EXERCISE
Can you copy every one of the records below word for word, leaving nothing out and changing nothing?

INPUT DATA
— begin —
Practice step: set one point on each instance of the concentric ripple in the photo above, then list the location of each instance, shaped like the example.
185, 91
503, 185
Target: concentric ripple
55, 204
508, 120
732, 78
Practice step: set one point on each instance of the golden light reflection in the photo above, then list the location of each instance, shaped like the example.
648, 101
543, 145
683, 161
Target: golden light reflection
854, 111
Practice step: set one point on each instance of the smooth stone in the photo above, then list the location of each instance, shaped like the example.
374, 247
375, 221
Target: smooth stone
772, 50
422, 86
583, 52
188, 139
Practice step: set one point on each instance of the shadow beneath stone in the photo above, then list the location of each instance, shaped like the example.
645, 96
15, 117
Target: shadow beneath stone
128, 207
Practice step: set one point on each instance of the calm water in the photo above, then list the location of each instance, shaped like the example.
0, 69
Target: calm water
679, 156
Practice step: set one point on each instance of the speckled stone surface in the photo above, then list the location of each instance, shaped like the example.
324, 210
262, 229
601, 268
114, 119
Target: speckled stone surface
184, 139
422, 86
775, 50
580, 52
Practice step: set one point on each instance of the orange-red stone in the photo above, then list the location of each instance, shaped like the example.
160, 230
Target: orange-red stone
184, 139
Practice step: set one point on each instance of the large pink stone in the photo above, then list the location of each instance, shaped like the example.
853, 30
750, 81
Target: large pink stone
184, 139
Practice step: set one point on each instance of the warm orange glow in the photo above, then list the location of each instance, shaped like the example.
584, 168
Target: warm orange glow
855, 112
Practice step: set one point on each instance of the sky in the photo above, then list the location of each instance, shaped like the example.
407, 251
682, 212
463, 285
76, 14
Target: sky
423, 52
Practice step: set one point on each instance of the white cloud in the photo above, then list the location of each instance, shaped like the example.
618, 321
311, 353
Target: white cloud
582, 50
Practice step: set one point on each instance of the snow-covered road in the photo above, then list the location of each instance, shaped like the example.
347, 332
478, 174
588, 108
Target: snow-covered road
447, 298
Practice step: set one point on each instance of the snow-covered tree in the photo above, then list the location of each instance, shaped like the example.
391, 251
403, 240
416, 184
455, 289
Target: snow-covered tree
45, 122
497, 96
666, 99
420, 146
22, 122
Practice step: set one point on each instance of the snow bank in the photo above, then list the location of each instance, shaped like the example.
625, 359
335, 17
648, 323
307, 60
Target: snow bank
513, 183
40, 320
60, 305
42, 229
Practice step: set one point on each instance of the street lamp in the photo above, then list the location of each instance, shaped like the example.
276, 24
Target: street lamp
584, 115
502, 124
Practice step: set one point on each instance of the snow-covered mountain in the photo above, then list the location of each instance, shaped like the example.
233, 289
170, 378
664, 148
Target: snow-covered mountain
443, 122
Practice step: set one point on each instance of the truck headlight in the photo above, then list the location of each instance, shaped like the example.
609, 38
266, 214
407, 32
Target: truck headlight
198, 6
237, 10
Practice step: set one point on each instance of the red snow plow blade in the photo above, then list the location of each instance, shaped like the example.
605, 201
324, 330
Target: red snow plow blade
— end —
EXERCISE RESULT
Practice step: set one point on each instance of the concentric ripple in the photo above, then list the location of each instance, shaped like the example.
185, 91
503, 185
Target: concentric ripple
55, 204
508, 120
732, 78
Practice step: set one point on each instance of the golden light reflection in the photo above, then list the location of each instance, shaped like the example.
648, 101
543, 145
683, 161
Target: golden light reflection
854, 111
Practice step: set one point on each instance of the smooth stone in the photo above, then list the location of each instance, shaped like the example.
374, 247
375, 221
Target: smooth stone
772, 50
422, 86
583, 52
188, 139
Practice step: set one point on each instance of the shadow beneath stone in the photo above, then list the location of each instance, shaped like the example.
645, 96
15, 117
Target: shadow beneath stone
128, 207
Practice step: set one point on each instance of the calm water in the photo above, then list the location of each instance, shaped like the example.
0, 69
Target: calm water
679, 156
Practice step: set one point on each instance of the speckled stone surface in the photo above, then list the location of each instance, shaped like the example.
324, 210
262, 229
601, 268
114, 119
Target: speckled stone surface
184, 139
422, 86
775, 50
580, 52
Practice step: set one point on each instance of the orange-red stone in the photo above, then list the location of each instance, shaped like the example.
160, 230
Target: orange-red stone
184, 139
Practice step: set one point on each instance of the large pink stone in the photo above, then list the location of each instance, shaped like the example.
853, 30
750, 81
Target: large pink stone
184, 139
Practice step: set one point on each instance of the warm orange glow in the photo above, then list the location of each instance, shaped like the example.
584, 168
Target: warm orange glow
855, 112
Practice step: set one point on each instance of the sky in the photo above, then list the location of each instance, shaped like the example.
407, 251
682, 212
463, 285
76, 14
Target: sky
423, 52
Practice step: set one point on each instance of the white cloud in the photo above, then list the location of each instance, shaped like the example.
618, 321
311, 353
Target: white cloud
582, 50
Practice step: set one point on each instance of the snow-covered road in the photo above, then list the location of each instance, shaped like the example.
347, 332
478, 174
588, 108
Target: snow-covered road
447, 298
Practice step: set one point on each instance of the snow-covered tree in the photo above, then list the location of each instance, shaped like the example.
391, 251
403, 240
416, 184
455, 289
Target: snow-covered tree
45, 122
497, 96
666, 99
420, 146
22, 122
Practice step: set one point on each instance of the snow bank in the photo above, then list the location of each instance, shaped like the example.
625, 359
335, 17
648, 323
307, 60
Target: snow bank
513, 183
40, 320
60, 305
42, 229
Practice step: set one point on each instance of the street lamp in the photo above, then list the location of each instance, shaped like the example.
276, 24
Target: street lamp
584, 115
502, 124
Practice step: set one point on each instance of the snow-covered mountain in the photo above, then list the location of each instance, shaped like the example.
233, 289
170, 378
664, 148
Target: snow-covered mountain
443, 122
Practice step: set one point on each instance of the truck headlight in the photo above, then list the location of each instance, shaped like the example.
609, 38
266, 214
407, 32
Target: truck headlight
198, 6
237, 10
Practice step: set one point on each instance of the red snow plow blade in the photo above, then list the location of each instance, shaped like the example.
605, 201
324, 330
Target: red snow plow blade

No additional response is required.